TASK BRIEF: Count the lines below that contain the word "basketball" and reply with the number alone.
Start INFORMATION SUPPLIED
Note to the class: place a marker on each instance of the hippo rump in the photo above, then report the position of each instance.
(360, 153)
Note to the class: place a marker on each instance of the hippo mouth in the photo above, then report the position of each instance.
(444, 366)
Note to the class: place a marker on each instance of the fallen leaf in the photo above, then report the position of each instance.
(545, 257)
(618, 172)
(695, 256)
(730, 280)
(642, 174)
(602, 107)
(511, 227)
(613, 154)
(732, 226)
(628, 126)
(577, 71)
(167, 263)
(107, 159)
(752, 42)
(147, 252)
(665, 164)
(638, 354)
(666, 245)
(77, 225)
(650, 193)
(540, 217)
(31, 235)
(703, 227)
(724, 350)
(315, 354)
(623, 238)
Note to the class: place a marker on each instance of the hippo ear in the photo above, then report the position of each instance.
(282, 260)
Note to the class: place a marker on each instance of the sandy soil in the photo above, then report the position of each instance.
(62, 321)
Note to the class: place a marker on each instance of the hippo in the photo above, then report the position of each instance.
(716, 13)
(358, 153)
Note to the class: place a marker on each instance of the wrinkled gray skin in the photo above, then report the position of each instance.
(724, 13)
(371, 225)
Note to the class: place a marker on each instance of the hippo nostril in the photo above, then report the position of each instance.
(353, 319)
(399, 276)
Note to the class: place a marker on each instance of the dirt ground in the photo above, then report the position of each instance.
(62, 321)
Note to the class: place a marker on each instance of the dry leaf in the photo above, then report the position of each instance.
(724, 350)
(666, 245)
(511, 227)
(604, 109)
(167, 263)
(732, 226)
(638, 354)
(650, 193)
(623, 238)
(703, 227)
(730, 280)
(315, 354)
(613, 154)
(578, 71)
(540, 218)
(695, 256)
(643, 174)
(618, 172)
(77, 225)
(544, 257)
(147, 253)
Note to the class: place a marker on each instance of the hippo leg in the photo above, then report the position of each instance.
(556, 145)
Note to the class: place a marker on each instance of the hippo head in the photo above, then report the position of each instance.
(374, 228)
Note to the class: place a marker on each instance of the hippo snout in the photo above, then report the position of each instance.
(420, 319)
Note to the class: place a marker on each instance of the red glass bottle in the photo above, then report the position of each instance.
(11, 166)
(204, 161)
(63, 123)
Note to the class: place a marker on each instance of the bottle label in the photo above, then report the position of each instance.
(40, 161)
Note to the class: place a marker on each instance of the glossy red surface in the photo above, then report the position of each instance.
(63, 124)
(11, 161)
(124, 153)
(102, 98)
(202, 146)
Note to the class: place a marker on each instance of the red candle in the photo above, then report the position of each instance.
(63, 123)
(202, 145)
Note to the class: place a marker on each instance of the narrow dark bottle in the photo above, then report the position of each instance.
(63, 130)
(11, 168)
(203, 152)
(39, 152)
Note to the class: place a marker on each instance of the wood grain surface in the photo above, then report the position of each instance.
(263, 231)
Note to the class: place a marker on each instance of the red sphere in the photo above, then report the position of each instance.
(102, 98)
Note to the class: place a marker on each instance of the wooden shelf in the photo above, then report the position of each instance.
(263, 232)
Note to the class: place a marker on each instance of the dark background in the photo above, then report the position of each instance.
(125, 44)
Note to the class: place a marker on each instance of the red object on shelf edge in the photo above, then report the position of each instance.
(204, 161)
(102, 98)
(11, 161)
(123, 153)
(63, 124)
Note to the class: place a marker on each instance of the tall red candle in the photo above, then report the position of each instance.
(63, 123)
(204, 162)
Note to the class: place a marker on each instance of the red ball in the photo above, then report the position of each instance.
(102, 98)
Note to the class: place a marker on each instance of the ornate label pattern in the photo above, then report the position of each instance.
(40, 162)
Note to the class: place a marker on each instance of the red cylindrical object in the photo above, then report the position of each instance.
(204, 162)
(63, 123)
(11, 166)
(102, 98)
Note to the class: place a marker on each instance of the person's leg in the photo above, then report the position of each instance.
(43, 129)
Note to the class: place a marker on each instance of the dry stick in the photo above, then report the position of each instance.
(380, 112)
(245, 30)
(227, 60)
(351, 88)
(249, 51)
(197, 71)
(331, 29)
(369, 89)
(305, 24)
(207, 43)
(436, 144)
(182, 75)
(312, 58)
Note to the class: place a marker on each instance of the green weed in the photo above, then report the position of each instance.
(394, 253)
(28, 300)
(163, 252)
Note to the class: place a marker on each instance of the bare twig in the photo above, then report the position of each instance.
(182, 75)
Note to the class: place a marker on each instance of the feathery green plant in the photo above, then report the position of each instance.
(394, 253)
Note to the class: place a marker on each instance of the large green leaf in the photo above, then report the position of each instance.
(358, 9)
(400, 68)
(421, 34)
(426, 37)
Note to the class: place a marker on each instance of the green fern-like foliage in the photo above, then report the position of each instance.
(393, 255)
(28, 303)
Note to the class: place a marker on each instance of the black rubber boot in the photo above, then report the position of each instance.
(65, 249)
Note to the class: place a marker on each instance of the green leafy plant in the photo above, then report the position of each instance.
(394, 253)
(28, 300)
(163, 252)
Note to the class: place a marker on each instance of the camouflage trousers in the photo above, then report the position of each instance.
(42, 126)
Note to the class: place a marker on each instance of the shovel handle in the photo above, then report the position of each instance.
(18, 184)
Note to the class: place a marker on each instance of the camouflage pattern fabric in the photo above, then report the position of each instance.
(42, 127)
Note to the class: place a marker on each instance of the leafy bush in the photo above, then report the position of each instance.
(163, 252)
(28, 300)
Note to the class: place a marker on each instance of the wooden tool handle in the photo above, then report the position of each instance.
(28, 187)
End INFORMATION SUPPLIED
Start INFORMATION SUPPLIED
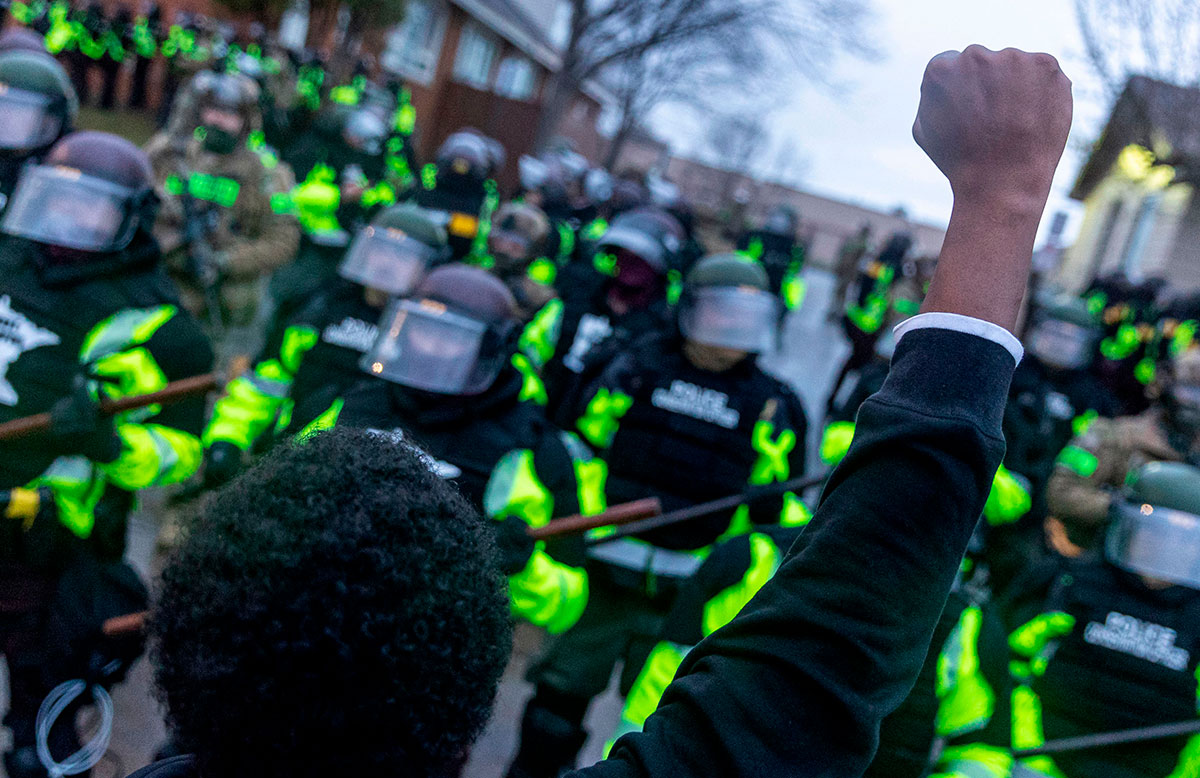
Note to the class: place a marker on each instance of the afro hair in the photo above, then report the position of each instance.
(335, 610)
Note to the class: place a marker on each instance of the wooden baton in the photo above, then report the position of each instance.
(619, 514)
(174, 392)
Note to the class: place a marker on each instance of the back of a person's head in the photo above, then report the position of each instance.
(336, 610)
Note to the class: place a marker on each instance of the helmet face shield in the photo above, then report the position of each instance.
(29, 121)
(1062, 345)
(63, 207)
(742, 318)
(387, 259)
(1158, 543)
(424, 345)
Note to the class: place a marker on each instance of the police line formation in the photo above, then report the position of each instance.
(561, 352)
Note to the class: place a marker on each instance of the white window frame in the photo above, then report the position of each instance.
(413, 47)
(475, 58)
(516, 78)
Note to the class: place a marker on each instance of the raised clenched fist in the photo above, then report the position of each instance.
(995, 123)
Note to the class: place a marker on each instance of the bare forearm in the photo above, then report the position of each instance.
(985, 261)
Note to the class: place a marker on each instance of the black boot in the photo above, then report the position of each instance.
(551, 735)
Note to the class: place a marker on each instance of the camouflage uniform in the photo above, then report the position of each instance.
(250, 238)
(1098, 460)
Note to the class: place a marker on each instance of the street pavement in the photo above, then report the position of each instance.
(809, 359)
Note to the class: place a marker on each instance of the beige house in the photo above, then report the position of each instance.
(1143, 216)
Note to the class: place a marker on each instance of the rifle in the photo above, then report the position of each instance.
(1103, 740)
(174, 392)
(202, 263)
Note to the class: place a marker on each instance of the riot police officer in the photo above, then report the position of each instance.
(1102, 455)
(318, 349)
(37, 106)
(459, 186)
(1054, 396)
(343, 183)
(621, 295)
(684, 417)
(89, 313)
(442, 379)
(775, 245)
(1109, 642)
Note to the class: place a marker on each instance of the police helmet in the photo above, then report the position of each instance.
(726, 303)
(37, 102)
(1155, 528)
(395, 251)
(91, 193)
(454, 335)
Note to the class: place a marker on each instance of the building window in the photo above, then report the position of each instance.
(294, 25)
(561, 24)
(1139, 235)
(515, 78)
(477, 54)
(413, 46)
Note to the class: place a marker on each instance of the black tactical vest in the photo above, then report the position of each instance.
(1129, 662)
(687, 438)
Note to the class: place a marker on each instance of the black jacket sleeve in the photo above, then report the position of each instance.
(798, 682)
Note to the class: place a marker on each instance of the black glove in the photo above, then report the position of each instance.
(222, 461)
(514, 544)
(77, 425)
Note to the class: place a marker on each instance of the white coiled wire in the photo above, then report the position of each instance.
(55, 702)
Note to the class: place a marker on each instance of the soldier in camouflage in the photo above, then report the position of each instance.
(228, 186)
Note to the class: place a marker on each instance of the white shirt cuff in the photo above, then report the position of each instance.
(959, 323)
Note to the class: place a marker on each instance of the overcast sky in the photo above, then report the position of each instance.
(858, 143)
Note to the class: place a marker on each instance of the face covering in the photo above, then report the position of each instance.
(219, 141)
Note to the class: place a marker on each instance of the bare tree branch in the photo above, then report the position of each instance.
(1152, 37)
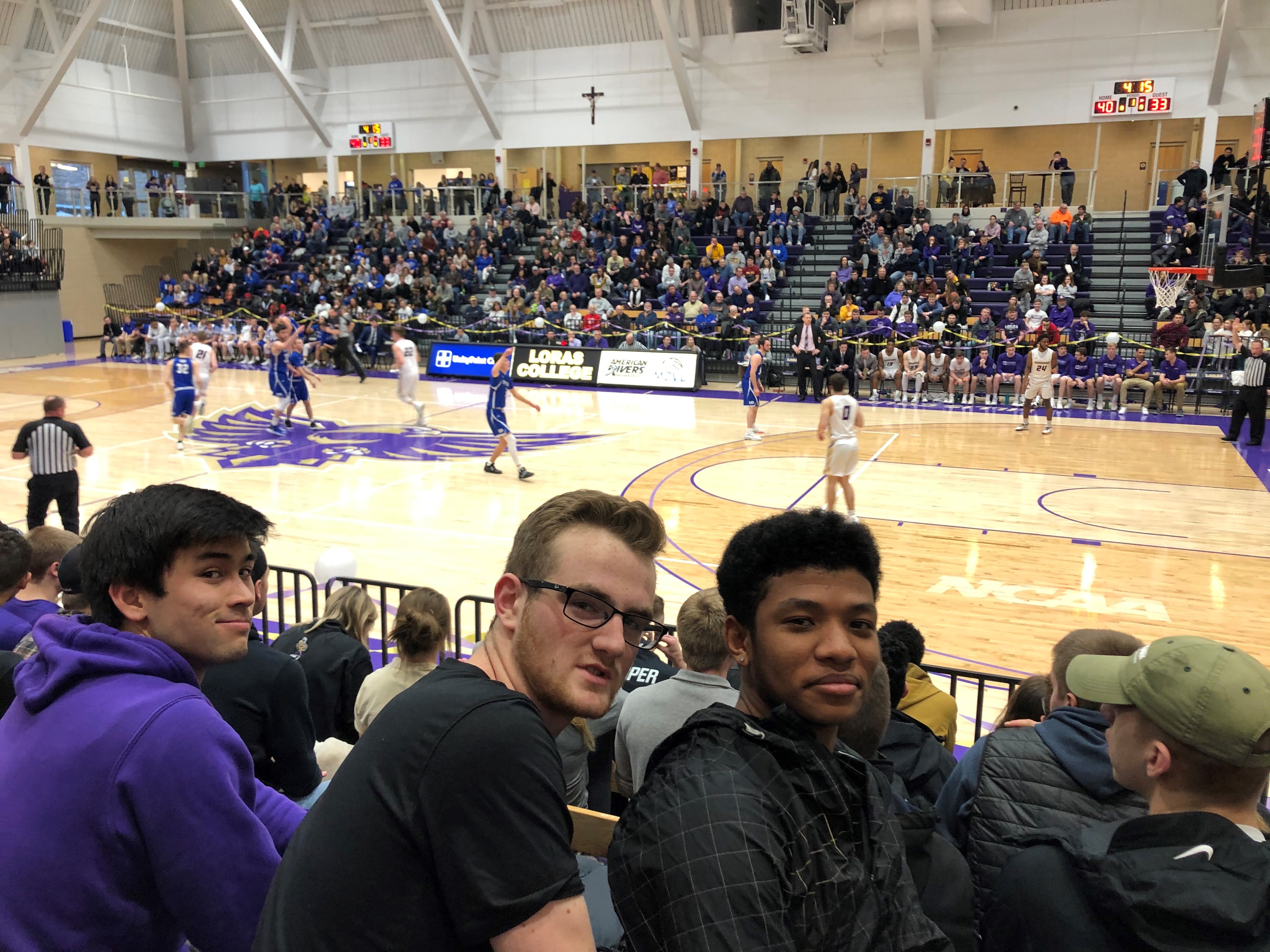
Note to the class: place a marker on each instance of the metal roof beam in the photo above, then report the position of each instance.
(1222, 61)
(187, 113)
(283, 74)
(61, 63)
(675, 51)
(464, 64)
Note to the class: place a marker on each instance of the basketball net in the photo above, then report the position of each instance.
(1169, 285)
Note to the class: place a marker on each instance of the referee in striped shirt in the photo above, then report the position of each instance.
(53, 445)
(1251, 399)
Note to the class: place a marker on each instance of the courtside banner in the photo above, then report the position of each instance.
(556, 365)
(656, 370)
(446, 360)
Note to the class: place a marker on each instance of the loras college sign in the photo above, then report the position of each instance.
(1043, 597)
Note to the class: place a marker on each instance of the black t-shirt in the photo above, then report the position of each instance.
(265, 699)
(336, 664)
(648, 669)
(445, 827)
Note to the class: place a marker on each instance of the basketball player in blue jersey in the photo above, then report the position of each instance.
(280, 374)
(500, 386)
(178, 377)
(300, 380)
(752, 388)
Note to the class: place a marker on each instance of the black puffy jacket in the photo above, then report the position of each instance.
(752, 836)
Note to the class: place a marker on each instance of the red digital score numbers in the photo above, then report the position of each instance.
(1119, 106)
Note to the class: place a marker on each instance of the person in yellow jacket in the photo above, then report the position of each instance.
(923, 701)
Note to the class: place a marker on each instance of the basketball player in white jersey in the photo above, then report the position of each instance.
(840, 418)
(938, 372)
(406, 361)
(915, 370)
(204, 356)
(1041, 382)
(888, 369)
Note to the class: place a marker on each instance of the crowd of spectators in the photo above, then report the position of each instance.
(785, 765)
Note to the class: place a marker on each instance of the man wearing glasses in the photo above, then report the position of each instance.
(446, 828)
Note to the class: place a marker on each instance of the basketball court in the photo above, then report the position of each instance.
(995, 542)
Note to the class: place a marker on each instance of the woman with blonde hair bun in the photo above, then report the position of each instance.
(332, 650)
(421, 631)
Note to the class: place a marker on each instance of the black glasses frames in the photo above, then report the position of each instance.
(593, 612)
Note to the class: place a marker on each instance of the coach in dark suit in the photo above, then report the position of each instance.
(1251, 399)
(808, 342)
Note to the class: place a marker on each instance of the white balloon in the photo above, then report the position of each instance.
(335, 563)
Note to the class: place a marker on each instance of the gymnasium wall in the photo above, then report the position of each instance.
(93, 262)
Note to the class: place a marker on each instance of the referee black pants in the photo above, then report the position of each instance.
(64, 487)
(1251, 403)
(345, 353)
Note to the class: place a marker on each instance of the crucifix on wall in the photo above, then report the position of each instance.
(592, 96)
End INFORMATION SUPPLIED
Start INFORMATION SUPPLIED
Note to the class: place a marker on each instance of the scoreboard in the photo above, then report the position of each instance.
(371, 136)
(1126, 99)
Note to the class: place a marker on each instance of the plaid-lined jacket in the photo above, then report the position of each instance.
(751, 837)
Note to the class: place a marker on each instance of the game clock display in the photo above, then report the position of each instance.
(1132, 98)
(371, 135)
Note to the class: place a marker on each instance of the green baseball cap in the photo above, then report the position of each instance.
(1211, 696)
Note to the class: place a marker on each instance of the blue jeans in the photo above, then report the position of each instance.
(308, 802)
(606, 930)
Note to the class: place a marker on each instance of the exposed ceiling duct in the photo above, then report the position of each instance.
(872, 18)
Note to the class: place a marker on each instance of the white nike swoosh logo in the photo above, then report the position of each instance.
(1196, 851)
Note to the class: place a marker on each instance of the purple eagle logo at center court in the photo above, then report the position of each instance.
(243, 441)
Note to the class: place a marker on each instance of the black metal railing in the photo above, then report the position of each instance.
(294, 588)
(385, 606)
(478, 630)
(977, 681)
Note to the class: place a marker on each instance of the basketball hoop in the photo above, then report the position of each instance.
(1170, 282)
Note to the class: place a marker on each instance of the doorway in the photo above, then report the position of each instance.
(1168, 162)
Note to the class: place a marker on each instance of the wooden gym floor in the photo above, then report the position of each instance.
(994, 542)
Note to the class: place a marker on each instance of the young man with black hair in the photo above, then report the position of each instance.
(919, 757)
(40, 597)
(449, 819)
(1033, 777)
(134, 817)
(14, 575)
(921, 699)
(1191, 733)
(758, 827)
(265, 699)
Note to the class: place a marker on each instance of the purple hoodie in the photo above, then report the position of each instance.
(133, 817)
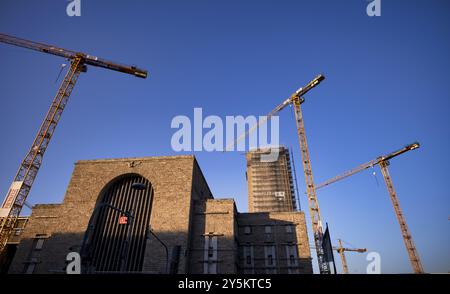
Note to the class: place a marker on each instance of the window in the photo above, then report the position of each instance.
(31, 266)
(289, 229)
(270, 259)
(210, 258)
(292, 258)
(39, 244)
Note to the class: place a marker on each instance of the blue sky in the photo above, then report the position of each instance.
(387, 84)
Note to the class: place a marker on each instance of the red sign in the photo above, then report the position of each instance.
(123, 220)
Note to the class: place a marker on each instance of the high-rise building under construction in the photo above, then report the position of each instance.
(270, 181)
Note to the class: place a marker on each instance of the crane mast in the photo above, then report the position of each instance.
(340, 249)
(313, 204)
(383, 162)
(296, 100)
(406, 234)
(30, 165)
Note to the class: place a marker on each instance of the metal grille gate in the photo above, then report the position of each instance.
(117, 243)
End INFORMATION SUPPLIED
EXERCISE RESPONSE: 5